▶ _Data to use_:
======
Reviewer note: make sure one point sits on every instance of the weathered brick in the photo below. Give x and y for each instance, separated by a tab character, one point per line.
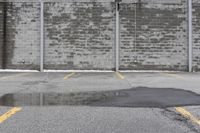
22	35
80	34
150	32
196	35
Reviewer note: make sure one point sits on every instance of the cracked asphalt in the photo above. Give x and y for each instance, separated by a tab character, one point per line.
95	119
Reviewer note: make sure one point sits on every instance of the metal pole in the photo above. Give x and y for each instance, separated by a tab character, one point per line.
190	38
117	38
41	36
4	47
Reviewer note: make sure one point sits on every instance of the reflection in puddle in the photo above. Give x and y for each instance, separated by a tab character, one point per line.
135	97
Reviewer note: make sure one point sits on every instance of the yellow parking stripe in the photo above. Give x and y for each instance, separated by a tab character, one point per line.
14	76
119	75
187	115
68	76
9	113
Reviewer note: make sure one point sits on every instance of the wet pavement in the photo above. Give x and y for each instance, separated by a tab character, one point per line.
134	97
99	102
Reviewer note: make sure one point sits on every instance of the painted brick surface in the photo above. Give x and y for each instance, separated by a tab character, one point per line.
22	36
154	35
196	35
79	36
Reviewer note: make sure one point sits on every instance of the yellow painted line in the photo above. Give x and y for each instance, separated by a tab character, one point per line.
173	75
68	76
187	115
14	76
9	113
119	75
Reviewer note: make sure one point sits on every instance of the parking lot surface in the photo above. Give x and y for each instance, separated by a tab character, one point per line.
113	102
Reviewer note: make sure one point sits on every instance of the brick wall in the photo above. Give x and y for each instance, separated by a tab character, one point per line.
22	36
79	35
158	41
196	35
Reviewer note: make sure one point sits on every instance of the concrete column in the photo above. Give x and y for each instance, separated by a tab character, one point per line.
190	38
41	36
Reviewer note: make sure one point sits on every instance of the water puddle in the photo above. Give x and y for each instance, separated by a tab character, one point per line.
======
▶ _Instructions to follow_: Rewrite the material above with every "Reviewer note" changed to "Annotator note" and nothing else altered. Omit the pictures.

▶ _Finished exercise_:
Annotator note: make sure one point sits on every instance of the weathered brick in the photo below. Give x and y for each instance, separated by a tab character, one point per line.
22	35
80	34
150	32
196	35
Annotator note: make sure one point sits on every instance of the cracked asphalt in the photo above. Give x and y for each instance, separated by a tab character, one point per line.
95	119
Annotator note: make sure one point sits on every instance of the metal pole in the photo above. Give x and y for each instance, separated by a tab character, one point per line.
190	38
117	38
41	36
4	47
Annotator note: make sure one point sits on every instance of the reflection in puddle in the photo above. Give x and y for each instance, separated by a tab character, one point per line.
135	97
Annotator note: make sure one point sits on every instance of the yellow parking stripe in the photo above. Give x and y for each instance, separated by a tab character, one point per line.
14	76
119	75
187	115
68	76
9	113
Annotator note: make sure one point sits on every instance of the wet pavement in the photo above. Give x and y for each instance, separated by a tab character, one point per line.
134	97
99	102
Annotator note: make sure one point sits on every instance of the painted brick surface in the photo above. Give x and y for each instance, separated by a tab character, one point per line.
22	36
154	35
196	35
79	36
Annotator note: make sure one point sits on every instance of the yellow painted line in the photo above. Give x and y for each instance, separated by a tab character, one point per line.
173	75
68	76
187	115
14	76
9	113
119	75
Annotator note: make sure one point sits on every instance of the parking lot surface in the photo above. Give x and y for each instance, separated by a tab character, one point per line.
113	102
Annotator note: make sure one point sits on every instance of the brick wall in the photo above. Give x and y for each instance, separated by a tab character, one point per line.
22	36
79	35
158	41
196	35
Annotator note: make sure one point sits on every instance of the concrete column in the photo above. Give x and y for each instance, separated by a tab character, one point per line.
190	38
41	36
Annotator note: make sure one point sits on every instance of the water puddle in the photo above. Give x and y for each instance, separated by a tab character, one point per line.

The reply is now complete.